In parallel with these efforts, the state is bringing economic growth to rural parts of Utah. Increasingly, companies in Utah’s urban Wasatch Front region are looking to rural communities for a skilled and dedicated workforce. HealthEquity’s expansion of more than 100 jobs in the city of Price is a prime example.
All in all, it’s been a banner year for Utah’s economy and key industries. The Governor’s Office of Economic Development will stay focused on its core mission and continue to meet head-on the challenges and opportunities stemming from Utah’s exemplary economic success. For more information, visit business.utah.gov.
OATLY EXPANDING ITS UTAH OPERATIONS IN WEBER COUNTY
The Utah Governor’s Office of Economic Development (GOED) recently announced Oatly, Inc. will expand its operations in Utah, planning to add up to 50 jobs, $2.9 million in new state revenue, and up to $40 million in capital investment in Weber County over the next seven years.
“Oatly is a great addition to Utah’s manufacturing community and will add to our food and beverage industry in the state,” said Val Hale, executive director of GOED, in a GOED press release. “As their first operation in the west, Ogden is a great fit and we’re excited to have them in Utah.”
Oatly is a food manufacturing company that develops and produces oat-based drinks and foods. The company is dedicated to helping people eat and drink healthier without taxing the planet’s resources in the process. Oatly’s flagship product is their oatmilk, an original oat-based drink produced using patented enzyme technology that turns oats into nutritional and delicious liquid food. The company worked with Brian Corde from Atlas Insight LLC, a site selection firm based in Freehold, New Jersey to help it arrive at this strategic location decision.
“As a 25-year-old company, we’ve been blown away by the enthusiasm and incredible demand for Oatly that we’ve seen here in the states over the past few years. We’re equally excited that we’ve been able to make our products for the US here in North America” said Oatly US General Manager Mike Messersmith. “Through this partnership with the state of Utah, our upcoming factory in Ogden will help us keep oatmilk in all the many coffee shops, grocery stores and refrigerators that want it.”
Oatly plans to create up to 50 jobs over the next seven years. The total wages in aggregate are required to exceed 110 percent of the average county wage. Projected new state wages over the life of the agreement may be up to $17,327,500, which includes wages, salaries, bonuses and other taxable compensation. Projected new state revenues, as a result of corporate, payroll and sales tax are estimated to be $2,954,627 over seven years.
“EDCUtah is excited for Oatly to establish a significant presence in Utah,” said Theresa Foxley, president and CEO of the Economic Development Corporation of Utah. “This will be the company’s first operation in the western U.S., and their corporate values of sustainability and environmental friendliness align nicely with our vision for economic development in Utah. Oatly will help raise the bar for employee compensation in the food and beverage manufacturing industry, and we appreciate the support of GOED, Ogden City, the Business Depot Ogden, and other partners to bring this project to fruition.”

[Stored data entries]
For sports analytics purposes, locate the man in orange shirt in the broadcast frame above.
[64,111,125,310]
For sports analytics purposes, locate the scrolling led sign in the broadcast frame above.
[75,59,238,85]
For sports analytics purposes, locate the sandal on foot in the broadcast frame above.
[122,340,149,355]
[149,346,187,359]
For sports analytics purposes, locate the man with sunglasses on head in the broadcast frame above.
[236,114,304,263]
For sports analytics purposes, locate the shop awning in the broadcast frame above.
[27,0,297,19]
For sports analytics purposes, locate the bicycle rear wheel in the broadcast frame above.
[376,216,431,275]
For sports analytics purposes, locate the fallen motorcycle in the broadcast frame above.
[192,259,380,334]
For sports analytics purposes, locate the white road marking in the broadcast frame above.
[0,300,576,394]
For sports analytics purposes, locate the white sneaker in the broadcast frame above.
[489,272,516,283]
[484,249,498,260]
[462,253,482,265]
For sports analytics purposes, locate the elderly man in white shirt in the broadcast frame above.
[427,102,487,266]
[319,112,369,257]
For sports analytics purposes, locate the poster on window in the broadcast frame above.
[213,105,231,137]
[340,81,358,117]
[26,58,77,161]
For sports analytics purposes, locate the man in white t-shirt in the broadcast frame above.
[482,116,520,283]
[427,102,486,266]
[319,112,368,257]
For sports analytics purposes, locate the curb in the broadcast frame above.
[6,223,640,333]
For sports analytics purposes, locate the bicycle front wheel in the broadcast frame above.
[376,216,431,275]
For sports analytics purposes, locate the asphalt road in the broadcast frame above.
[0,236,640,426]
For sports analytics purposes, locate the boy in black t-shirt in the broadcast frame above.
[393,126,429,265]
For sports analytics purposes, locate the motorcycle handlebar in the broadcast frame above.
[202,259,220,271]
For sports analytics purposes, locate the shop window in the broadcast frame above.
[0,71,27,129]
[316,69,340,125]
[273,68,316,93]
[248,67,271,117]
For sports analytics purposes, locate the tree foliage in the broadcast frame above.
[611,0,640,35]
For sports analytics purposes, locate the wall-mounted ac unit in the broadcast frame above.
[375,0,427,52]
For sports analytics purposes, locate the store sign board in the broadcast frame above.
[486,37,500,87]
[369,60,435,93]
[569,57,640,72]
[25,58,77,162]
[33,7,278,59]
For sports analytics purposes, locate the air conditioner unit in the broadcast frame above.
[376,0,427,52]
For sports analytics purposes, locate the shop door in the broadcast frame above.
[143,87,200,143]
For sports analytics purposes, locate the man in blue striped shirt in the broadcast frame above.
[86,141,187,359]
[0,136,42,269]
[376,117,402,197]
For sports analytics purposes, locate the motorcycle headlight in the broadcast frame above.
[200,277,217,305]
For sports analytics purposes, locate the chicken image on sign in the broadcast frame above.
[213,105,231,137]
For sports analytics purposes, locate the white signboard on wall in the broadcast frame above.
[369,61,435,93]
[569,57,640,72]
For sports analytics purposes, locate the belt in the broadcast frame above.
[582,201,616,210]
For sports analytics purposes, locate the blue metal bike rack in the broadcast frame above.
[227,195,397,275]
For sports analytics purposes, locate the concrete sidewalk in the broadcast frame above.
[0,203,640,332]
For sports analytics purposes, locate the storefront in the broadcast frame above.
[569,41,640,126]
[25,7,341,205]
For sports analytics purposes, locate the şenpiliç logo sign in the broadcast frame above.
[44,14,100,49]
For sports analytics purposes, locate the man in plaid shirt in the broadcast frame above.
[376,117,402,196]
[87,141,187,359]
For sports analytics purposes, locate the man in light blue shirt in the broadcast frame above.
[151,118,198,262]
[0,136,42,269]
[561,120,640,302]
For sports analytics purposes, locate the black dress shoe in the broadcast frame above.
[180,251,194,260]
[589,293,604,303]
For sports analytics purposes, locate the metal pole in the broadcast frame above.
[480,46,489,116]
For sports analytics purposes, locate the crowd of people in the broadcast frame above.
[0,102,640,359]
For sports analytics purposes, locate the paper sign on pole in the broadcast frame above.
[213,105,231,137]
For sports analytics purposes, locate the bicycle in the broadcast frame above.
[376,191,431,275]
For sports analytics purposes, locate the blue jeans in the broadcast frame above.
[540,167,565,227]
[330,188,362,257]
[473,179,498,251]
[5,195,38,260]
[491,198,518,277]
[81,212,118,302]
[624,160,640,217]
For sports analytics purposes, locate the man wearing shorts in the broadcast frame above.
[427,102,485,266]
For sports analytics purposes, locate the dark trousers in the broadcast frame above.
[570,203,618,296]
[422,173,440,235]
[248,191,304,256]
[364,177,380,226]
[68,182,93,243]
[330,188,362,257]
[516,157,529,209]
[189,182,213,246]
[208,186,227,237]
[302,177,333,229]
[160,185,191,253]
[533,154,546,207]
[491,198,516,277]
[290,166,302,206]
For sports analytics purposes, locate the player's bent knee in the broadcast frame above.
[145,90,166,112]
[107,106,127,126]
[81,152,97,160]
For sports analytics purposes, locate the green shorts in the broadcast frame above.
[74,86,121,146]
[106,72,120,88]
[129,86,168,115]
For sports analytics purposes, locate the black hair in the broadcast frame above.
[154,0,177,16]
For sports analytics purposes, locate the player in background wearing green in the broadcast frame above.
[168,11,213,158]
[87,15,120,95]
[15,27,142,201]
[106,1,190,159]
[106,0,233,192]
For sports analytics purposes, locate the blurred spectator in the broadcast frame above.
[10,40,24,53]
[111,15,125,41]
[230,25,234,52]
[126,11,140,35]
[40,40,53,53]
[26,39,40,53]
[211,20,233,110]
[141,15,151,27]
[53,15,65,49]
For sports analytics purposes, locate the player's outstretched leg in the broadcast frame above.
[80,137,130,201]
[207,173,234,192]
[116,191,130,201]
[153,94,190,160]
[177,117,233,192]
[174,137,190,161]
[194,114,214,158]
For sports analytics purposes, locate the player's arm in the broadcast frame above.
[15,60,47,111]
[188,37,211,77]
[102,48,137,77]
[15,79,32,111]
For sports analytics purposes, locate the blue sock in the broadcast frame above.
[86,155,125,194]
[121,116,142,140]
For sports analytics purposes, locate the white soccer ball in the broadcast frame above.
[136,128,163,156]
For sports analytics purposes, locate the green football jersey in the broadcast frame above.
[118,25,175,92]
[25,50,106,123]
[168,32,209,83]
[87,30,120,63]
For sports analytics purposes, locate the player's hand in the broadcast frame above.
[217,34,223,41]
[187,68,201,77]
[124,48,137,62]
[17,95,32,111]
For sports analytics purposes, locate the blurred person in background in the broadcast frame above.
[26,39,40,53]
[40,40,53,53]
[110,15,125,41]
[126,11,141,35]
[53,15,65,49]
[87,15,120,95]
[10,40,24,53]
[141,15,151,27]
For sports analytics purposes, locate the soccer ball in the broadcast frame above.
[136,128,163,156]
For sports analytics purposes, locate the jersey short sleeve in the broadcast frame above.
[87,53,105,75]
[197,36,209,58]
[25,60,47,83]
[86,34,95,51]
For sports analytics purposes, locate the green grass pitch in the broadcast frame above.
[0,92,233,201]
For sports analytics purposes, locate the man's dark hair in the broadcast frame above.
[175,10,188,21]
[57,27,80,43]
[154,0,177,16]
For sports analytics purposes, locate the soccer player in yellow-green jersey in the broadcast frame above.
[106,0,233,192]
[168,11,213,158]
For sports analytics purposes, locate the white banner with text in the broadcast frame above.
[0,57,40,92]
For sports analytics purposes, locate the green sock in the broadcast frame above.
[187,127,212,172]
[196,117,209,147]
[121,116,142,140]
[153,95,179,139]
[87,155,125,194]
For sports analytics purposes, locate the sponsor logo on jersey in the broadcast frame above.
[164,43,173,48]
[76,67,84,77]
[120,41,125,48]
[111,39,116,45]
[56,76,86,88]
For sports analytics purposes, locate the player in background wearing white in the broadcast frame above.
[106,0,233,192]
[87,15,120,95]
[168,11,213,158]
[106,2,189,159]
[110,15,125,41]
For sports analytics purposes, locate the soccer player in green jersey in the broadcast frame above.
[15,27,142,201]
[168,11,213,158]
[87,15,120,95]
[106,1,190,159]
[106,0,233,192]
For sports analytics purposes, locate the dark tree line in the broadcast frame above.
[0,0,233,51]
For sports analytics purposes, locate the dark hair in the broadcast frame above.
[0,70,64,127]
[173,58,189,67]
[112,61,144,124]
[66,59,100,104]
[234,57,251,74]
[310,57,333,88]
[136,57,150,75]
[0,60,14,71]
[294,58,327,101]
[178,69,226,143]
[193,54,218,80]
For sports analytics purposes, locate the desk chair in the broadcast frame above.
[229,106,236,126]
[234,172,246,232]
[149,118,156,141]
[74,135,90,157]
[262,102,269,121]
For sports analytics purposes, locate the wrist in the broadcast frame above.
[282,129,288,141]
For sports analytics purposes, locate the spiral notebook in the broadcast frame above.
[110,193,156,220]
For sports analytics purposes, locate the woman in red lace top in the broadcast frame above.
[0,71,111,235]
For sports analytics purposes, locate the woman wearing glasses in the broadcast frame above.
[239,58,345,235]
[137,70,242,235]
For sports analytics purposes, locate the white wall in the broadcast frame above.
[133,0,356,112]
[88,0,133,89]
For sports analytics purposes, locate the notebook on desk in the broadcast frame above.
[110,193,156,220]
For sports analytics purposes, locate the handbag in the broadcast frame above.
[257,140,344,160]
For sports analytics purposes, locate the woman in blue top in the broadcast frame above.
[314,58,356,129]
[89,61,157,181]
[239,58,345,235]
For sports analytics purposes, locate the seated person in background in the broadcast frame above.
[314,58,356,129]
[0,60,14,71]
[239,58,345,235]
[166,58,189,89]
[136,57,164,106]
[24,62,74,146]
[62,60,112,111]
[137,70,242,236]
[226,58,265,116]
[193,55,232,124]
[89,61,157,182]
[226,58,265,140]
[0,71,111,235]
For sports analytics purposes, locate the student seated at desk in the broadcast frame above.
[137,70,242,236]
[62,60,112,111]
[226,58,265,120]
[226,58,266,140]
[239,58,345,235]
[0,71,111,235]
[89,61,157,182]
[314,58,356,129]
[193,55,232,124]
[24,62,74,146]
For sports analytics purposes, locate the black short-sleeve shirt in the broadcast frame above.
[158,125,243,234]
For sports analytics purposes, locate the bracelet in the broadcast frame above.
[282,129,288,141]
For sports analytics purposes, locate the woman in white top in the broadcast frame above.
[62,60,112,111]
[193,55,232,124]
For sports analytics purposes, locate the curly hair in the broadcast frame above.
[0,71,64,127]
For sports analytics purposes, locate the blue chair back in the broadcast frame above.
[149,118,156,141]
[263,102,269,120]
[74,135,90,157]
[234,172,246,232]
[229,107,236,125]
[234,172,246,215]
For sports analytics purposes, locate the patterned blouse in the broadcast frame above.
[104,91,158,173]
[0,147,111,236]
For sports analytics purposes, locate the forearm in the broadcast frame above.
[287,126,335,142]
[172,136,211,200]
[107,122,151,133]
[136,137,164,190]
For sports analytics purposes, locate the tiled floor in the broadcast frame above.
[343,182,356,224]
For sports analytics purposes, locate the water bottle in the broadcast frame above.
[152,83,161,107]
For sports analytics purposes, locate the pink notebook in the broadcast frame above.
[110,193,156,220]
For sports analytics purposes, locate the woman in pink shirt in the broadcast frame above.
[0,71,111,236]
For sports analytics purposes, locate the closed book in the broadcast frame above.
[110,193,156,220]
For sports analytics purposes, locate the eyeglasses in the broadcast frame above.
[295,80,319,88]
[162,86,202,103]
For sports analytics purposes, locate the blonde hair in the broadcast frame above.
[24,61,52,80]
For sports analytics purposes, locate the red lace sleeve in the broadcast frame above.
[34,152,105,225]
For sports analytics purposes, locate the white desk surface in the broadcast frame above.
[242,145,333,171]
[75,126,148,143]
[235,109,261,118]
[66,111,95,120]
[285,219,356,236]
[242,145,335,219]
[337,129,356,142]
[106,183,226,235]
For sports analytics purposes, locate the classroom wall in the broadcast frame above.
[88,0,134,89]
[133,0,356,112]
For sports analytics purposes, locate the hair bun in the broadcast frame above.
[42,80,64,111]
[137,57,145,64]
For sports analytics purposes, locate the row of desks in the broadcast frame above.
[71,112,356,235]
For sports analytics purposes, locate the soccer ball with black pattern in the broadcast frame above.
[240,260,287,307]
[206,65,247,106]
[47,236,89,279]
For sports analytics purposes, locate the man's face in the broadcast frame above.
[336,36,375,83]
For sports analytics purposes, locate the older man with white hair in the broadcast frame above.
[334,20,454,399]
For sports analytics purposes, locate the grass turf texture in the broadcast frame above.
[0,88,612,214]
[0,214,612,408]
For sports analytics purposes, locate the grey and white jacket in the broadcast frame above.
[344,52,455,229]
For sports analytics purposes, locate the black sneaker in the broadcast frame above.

Work to complete:
1. From the text on Oatly's Utah expansion, quote the passage that begins at the words "Oatly plans to" and stops after "over seven years.".
2. In the text on Oatly's Utah expansion, what is Oatly's flagship product?
Rely only on the text about Utah's economy and Oatly when doing this.

Answer list:
1.
Oatly plans to create up to 50 jobs over the next seven years. The total wages in aggregate are required to exceed 110 percent of the average county wage. Projected new state wages over the life of the agreement may be up to $17,327,500, which includes wages, salaries, bonuses and other taxable compensation. Projected new state revenues, as a result of corporate, payroll and sales tax are estimated to be $2,954,627 over seven years.

2. Its flagship product is oatmilk, an original oat-based drink.